• [WHAT TO PRODUCE] Every record must be reproduced exactly. Leave none out.

◆ ◆ ◆

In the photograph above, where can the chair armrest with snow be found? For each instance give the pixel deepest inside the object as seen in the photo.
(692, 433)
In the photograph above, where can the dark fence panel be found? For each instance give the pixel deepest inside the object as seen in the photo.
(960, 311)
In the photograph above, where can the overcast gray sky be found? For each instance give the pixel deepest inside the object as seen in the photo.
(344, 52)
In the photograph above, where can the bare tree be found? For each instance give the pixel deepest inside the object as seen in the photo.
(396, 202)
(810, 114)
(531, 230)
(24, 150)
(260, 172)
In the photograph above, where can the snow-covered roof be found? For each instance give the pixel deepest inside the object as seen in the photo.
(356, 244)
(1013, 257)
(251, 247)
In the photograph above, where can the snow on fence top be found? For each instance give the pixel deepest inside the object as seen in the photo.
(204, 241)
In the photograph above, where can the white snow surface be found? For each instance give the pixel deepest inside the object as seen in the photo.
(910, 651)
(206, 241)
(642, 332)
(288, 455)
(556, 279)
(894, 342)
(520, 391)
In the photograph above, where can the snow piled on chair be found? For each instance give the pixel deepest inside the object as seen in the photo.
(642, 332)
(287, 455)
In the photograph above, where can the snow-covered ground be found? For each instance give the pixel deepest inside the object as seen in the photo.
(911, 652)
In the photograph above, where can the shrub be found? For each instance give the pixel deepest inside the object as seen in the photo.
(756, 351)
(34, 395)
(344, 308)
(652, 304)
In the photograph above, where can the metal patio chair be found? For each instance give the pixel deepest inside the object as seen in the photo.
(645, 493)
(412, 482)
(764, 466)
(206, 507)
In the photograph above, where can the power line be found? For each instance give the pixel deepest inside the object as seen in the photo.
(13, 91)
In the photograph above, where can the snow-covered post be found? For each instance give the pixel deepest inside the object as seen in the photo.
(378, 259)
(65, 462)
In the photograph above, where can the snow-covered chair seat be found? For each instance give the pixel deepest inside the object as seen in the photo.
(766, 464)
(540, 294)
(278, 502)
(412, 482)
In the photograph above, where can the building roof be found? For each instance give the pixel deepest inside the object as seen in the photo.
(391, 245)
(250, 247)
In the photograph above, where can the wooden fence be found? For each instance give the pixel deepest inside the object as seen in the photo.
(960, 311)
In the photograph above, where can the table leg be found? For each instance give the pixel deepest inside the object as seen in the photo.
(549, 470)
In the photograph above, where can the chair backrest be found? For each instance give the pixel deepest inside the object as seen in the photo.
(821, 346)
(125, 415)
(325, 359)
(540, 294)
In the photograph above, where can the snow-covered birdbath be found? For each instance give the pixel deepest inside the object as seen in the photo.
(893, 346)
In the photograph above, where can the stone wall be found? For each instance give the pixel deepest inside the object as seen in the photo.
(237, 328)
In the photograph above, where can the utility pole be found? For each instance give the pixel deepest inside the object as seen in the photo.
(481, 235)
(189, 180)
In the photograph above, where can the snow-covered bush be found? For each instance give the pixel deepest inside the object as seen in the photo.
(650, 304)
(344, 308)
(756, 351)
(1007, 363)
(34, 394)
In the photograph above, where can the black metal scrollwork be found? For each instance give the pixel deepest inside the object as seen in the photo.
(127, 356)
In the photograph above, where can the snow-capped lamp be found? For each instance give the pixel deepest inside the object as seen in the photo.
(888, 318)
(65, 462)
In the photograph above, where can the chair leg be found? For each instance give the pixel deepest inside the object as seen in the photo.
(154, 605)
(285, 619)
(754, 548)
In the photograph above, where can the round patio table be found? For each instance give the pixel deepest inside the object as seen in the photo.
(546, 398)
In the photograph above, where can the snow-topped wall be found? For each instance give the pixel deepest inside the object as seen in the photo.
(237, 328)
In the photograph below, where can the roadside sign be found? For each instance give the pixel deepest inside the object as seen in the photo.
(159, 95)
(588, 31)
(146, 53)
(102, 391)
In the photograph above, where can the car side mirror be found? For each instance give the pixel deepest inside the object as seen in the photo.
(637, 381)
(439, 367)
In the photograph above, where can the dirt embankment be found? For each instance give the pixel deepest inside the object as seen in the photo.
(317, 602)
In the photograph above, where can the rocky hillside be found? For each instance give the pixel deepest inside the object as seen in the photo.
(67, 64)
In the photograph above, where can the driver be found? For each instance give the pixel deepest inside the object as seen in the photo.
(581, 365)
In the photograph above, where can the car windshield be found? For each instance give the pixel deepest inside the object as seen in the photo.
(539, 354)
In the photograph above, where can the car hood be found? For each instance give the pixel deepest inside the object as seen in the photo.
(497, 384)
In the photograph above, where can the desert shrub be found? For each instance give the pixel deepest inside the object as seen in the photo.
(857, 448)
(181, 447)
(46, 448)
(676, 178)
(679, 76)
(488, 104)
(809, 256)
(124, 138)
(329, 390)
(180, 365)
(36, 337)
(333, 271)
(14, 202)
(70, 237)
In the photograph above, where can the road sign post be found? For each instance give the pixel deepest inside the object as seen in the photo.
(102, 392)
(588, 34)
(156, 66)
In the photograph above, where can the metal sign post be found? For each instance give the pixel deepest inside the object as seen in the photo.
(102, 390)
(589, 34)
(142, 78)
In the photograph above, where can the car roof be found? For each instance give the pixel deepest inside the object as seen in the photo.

◆ ◆ ◆

• [OUTPUT FOR THIS TASK]
In the photograph above, where can the chair armrest with snow be found? For each instance give the pixel deepest inside the object as seen in the photo.
(692, 433)
In the photograph above, where can the dark fence panel be found? For each instance give the pixel deepest inside the object as seen in the photo.
(960, 311)
In the photograph above, where can the overcast gray sky be found? For each instance give the pixel deepest inside the object as seen in the photo.
(344, 52)
In the photograph above, where can the bare tree be found? For each instance give the pixel deepest inside the object as seen in the photo.
(396, 202)
(810, 114)
(531, 230)
(24, 150)
(260, 172)
In the photograph above, where can the snow-covered roof be found? For each instance give the pixel deepest inside the object as seen in the photo.
(356, 244)
(1013, 257)
(251, 247)
In the photograph above, where can the snow on fence top be found? For each instance give the pixel deepest inside the object as seen in the photo.
(204, 241)
In the photograph above, where can the white snow surface be found? For each instance give the pixel deepest inside the object as seen in the photo.
(910, 651)
(206, 241)
(642, 332)
(288, 455)
(556, 279)
(894, 342)
(520, 391)
In the photograph above, where can the snow piled on chair be found? For each instance give the pixel deepest inside the object as seen in the photo.
(642, 332)
(287, 455)
In the photograph above, where can the snow-covered ground be found? For each instance give the pixel deepest inside the object as seen in the photo.
(911, 652)
In the photograph above, where can the shrub be found? For each instance give the pixel deepest inside the object as seen in the photo.
(756, 351)
(34, 395)
(344, 308)
(652, 304)
In the photograph above, where can the metal patio chair be found? For each instance give the pixel deepest inside the object as seen in the photo.
(645, 493)
(412, 482)
(764, 466)
(206, 507)
In the photograph above, where can the power line be found? For each instance give the pixel deepest inside the object as seen in the photo.
(13, 91)
In the photograph above, where can the snow-covered post be found? For each instance give the pixel deepest inside the object as seen in the photo.
(378, 259)
(65, 462)
In the photograph above, where can the snow-covered chair seat be found? For each instance give the pixel deepest inside the object as seen in the photo.
(766, 464)
(540, 294)
(278, 502)
(412, 482)
In the photograph above, where can the building roof be found? For each instance give the pixel deepest inside the object as seen in the photo.
(391, 245)
(250, 247)
In the photograph above, where can the wooden fence be found? For each instance give the pixel deepest inside the object as seen in the photo.
(960, 311)
In the photograph above, where can the table leg be found? For each instance give the pixel deepest inside the object as seen in the photo.
(549, 470)
In the photograph above, where can the chair backrest be found? For each instance give the pixel deepest inside the object as seen in the photo.
(821, 346)
(125, 415)
(325, 359)
(540, 294)
In the photograph above, where can the snow-covered birdbath be found? For each instance give the pixel deepest inside the object as seen in the photo.
(893, 346)
In the photograph above, where can the stone wall be found? For each instance give the pixel deepest inside the object as seen in the photo.
(237, 328)
In the photograph above, where can the utility pole be found? For each instance give the pixel deepest inside the object as seen in the photo.
(481, 235)
(189, 180)
In the photograph above, where can the snow-covered bush be found? For each instance give the pixel deepest inside the object as seen in the photo.
(650, 304)
(344, 308)
(756, 351)
(1007, 363)
(34, 394)
In the photograph above, where can the black metal scrollwork be found? For each instance give the pixel deepest inside the object as seen in the photo.
(127, 356)
In the photograph above, where can the snow-capped lamp be found? For each instance give the pixel deepest inside the object as seen in the photo.
(888, 318)
(65, 462)
In the photograph above, where can the chair leg be found? For each instance give the pixel deepest inside the object as seen in the photo.
(154, 605)
(285, 619)
(754, 548)
In the photograph above, where can the round patio table be found? For each instance give the pixel deepest inside the object as seen in the photo.
(546, 398)
In the photograph above, where can the snow-topped wall be found? For each instance give the pixel deepest inside the object as seen in the photo.
(237, 328)
In the photograph below, where can the roadside sign be found? For each instance give the pixel deepest inside the object as seen in the photo.
(159, 95)
(588, 31)
(146, 53)
(102, 391)
In the photograph above, where can the car side mirror be found? For each instance give the pixel deepest inside the object as seen in the photo.
(637, 381)
(439, 367)
In the photograph above, where can the dirt embankment be found? For each instance give the pixel deepest inside the object as seen in the photo.
(317, 602)
In the photograph above, where can the rocky hillside be found? For each instance give the pixel deepest inside the object as seen in the photo.
(67, 64)
In the photograph above, where can the driver be found? For each instance give the pixel deepest inside the object as seen in the photo.
(581, 365)
In the photograph above, where can the car windshield be found? For each instance give the pixel deepest inside the object as seen in the photo.
(539, 354)
In the photograph above, where can the car hood be found? For each instance give the pixel deepest inside the object as seen in the photo.
(497, 384)
In the photograph above, where can the desert shrub be found? For each instance give the pixel deepest inside the object as seen in the photo.
(857, 448)
(181, 447)
(46, 448)
(676, 178)
(679, 76)
(488, 104)
(809, 256)
(124, 138)
(329, 390)
(180, 365)
(36, 337)
(333, 271)
(14, 202)
(70, 237)
In the photograph above, where can the road sign post be found? For each instance give the pixel deepest inside the object as seen in the photo.
(102, 392)
(588, 34)
(156, 66)
In the photograph above, where can the metal sign post be found? For each instance give the pixel deepest inside the object as seen in the photo.
(102, 390)
(589, 34)
(142, 78)
In the photograph above, where can the car roof be found? For each instance give the pixel deepest inside the object as seen in the photo.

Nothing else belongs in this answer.